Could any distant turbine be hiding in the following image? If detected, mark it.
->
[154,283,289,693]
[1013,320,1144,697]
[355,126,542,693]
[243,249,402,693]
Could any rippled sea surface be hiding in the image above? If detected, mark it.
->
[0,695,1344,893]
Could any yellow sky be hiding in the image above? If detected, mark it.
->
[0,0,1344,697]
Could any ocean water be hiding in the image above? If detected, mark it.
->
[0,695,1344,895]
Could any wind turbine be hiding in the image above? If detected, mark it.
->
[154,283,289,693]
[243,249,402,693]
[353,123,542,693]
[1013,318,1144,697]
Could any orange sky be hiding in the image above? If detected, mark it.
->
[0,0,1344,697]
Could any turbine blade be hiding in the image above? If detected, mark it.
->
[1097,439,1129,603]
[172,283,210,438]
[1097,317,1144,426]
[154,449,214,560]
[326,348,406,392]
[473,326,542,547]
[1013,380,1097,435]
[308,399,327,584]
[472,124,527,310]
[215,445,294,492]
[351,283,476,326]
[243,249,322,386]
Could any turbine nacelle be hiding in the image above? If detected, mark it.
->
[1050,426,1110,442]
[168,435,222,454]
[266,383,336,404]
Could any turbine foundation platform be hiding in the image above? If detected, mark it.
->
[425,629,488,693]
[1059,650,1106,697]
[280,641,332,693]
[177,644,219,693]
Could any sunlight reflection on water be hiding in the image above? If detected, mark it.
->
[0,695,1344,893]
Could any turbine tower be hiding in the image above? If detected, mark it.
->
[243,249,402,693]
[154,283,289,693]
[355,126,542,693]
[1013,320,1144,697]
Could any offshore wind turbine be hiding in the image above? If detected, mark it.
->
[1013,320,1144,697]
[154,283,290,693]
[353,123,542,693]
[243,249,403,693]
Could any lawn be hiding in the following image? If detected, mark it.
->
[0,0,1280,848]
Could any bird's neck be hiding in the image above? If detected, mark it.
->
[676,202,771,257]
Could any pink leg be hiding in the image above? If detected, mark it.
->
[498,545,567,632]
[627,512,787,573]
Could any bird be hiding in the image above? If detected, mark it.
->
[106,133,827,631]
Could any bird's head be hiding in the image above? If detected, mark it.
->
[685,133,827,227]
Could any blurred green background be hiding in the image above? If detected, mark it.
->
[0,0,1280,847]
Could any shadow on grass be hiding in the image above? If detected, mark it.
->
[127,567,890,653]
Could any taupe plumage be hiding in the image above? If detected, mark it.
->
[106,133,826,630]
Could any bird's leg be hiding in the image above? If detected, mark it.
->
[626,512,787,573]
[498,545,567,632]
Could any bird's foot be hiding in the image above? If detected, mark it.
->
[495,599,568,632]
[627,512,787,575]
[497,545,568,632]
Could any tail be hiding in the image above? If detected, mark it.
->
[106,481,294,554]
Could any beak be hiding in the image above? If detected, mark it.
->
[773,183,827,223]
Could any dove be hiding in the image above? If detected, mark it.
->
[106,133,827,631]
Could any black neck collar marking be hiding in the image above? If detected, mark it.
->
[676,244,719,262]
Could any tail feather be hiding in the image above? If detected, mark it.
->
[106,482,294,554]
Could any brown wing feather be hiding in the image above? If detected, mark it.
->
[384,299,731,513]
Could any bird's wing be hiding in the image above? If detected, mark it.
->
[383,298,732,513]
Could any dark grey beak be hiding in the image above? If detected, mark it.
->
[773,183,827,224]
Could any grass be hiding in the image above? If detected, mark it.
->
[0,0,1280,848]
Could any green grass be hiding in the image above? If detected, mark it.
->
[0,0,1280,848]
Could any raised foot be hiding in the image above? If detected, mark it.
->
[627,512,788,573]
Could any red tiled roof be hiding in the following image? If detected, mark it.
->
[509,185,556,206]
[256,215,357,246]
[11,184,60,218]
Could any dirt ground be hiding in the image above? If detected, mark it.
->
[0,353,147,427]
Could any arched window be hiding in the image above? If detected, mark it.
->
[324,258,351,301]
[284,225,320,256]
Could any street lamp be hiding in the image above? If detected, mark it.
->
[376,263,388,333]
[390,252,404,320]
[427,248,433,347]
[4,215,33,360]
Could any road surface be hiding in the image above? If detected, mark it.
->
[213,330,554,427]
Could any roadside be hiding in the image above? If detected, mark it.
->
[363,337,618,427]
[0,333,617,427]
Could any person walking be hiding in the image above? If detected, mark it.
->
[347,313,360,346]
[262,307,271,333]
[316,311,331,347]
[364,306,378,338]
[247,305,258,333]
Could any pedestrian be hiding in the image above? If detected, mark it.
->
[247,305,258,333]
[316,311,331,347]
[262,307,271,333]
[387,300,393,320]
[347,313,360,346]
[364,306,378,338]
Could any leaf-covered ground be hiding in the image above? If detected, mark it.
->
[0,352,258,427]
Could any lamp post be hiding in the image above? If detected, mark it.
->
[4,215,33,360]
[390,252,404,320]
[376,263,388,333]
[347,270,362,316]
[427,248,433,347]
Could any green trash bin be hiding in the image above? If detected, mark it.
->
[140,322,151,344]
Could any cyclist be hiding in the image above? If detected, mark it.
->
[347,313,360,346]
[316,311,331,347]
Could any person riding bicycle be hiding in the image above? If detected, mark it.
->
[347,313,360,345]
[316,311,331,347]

Problem description
Reproduce the entries from the line with "Could any bird be" to the line with "[0,0,1280,847]", both included, with the requests unchanged. Multiply every box coordinate in the answers by 0.95 and round each to a whole number, with halves rounded up.

Exercise result
Could any bird be hiding in the image above? If detected, mark it.
->
[101,126,786,599]
Could any bird's head be hiding in the image above? If detected, mark it.
->
[651,126,786,216]
Could any blurred green background be hiding in the image above? If detected, mark it.
->
[0,0,1216,805]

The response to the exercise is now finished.